--- To do ---
Restate word for word the lines in the listing below, starting at the line containing "point(55, 95)" and ending at the line containing "point(21, 45)", both included; leave out the rest.

--- Material for this exercise ---
--*--

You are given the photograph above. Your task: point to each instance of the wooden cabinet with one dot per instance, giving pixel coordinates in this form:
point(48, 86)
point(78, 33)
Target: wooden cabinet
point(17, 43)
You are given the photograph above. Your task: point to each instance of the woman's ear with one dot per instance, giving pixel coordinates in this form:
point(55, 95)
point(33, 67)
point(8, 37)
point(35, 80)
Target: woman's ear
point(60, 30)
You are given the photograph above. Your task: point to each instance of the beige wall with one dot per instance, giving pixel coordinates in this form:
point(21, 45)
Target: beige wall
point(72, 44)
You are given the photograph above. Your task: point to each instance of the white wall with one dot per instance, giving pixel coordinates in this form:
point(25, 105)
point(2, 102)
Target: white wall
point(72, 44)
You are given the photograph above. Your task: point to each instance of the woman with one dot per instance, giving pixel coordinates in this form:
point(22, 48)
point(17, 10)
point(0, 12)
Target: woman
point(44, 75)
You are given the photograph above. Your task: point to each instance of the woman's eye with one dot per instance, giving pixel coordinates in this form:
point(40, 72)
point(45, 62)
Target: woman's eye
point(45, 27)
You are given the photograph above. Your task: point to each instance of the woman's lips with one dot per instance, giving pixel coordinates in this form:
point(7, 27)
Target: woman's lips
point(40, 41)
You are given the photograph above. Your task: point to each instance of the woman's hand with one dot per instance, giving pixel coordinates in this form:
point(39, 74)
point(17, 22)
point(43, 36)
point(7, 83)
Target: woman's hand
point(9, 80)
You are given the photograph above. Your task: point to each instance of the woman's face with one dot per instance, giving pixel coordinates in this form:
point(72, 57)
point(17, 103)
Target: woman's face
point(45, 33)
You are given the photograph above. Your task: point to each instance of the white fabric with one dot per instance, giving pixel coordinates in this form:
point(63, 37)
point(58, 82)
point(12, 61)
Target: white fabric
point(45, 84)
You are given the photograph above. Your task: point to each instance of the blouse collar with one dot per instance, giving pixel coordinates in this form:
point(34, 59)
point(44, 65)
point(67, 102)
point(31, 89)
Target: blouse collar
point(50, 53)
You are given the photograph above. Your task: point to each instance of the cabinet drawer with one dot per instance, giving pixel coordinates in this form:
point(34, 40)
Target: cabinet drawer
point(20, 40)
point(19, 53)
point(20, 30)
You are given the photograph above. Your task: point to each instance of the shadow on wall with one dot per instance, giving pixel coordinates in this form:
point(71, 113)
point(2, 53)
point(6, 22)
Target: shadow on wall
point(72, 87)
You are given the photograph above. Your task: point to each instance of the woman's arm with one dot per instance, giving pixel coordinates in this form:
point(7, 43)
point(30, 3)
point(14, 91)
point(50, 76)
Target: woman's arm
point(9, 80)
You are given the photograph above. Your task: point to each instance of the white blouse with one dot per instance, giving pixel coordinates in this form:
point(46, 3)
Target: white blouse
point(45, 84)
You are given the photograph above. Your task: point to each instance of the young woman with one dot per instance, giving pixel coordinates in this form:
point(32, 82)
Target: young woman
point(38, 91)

--*--

--- Output for this task ---
point(55, 95)
point(33, 67)
point(8, 37)
point(35, 80)
Target: woman's ear
point(60, 30)
You are given the photograph above. Your task: point to each instance of the beige wall with one dot per instance, giving pixel coordinates in this form:
point(21, 45)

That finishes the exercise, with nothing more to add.